Aim 1
In the metrics-timeout discussion, which node_exporter module does brian-brazil suggest?
Aim 2
Reproduce the stretch of the metrics-timeout discussion from "juliusv commentedon Feb" through "no longer valid.", word for word.

Document
Closed
Description
In some scenarios, a client will stop pushing metrics because it has gone away. Currently every node needs to be deleted explicitly or the last value will stick around forever. It would be good to be able to configure a timeout after which a metric is considered stale and removed. I think it would be best if the client could specify this.
Activity
brian-brazil commentedon Feb 3, 2015
You may be interested in the textfile module of the node_exporter. It allows you to export information on the local filesystem, and as it's on the node will go away when the node does.
juliusv commentedon Feb 3, 2015
@matthiasr Actually this is a great point by @brian-brazil. We should simply move chef-client exporting to the node exporter, since it can be considered a per-node metric. Then the time series will go away automatically if the host is gone.
brian-brazil commentedon Feb 4, 2015
A use case for this has appeared, it may be a way to allow clients who really really want to push to do so; while offering some GC.
matthiasr commentedon Feb 4, 2015
@juliusv agree, that side-steps the issue in our case. But I think it's still something needed e.g. for cron jobs – an hourly cronjob may report to pushgateway, but after >1h that metric is no longer valid.

Entries shown
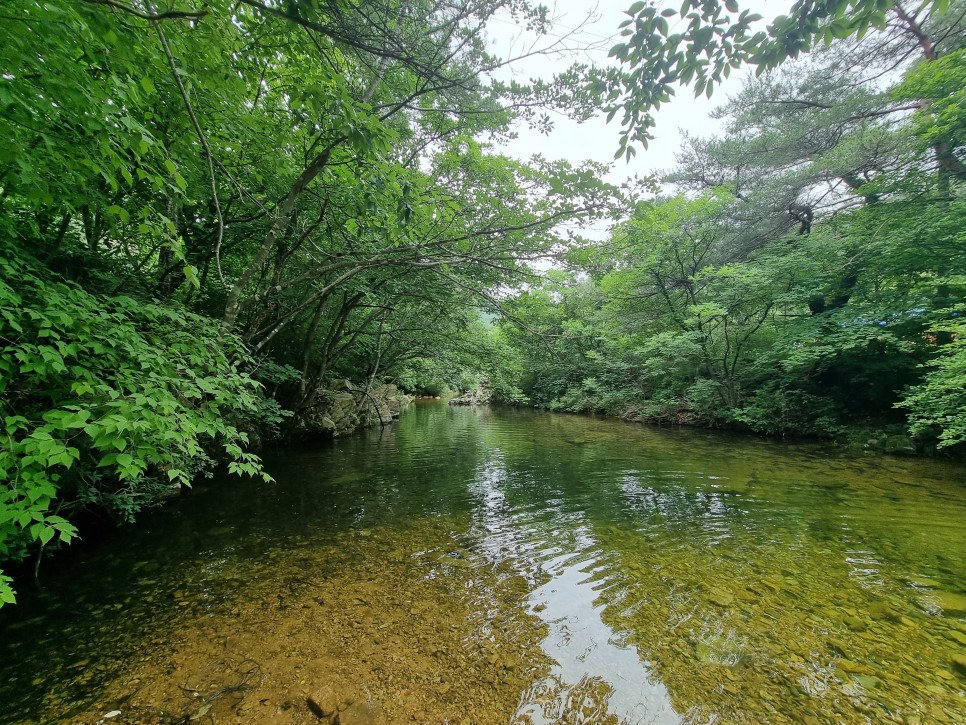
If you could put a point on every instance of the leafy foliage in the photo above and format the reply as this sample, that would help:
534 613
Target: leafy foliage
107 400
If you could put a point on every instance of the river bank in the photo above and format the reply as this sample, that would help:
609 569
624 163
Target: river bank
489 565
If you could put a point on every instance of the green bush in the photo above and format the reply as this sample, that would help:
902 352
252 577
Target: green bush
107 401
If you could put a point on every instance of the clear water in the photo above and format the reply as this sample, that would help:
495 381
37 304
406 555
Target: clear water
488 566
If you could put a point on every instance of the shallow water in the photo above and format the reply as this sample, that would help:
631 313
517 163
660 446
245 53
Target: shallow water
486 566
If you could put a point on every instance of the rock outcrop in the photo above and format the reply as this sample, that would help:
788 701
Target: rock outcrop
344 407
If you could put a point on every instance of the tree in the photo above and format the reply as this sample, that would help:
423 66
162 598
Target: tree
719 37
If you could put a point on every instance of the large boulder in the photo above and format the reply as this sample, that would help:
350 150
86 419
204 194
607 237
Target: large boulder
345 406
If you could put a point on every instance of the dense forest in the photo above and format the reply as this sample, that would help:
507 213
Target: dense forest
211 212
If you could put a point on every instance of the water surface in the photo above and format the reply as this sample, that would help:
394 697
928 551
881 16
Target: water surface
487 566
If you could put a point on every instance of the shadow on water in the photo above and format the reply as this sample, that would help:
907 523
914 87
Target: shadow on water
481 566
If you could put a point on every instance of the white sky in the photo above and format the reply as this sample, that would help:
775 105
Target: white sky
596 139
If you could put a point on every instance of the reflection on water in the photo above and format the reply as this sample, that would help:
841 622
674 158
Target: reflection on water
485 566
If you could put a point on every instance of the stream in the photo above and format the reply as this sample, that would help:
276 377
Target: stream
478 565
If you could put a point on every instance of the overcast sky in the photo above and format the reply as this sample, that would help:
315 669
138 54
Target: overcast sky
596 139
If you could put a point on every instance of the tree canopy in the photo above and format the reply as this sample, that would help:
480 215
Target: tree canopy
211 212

Correct result 1
The textfile module.

Correct result 2
juliusv commentedon Feb 3, 2015
@matthiasr Actually this is a great point by @brian-brazil. We should simply move chef-client exporting to the node exporter, since it can be considered a per-node metric. Then the time series will go away automatically if the host is gone.
brian-brazil commentedon Feb 4, 2015
A use case for this has appeared, it may be a way to allow clients who really really want to push to do so; while offering some GC.
matthiasr commentedon Feb 4, 2015
@juliusv agree, that side-steps the issue in our case. But I think it's still something needed e.g. for cron jobs – an hourly cronjob may report to pushgateway, but after >1h that metric is no longer valid.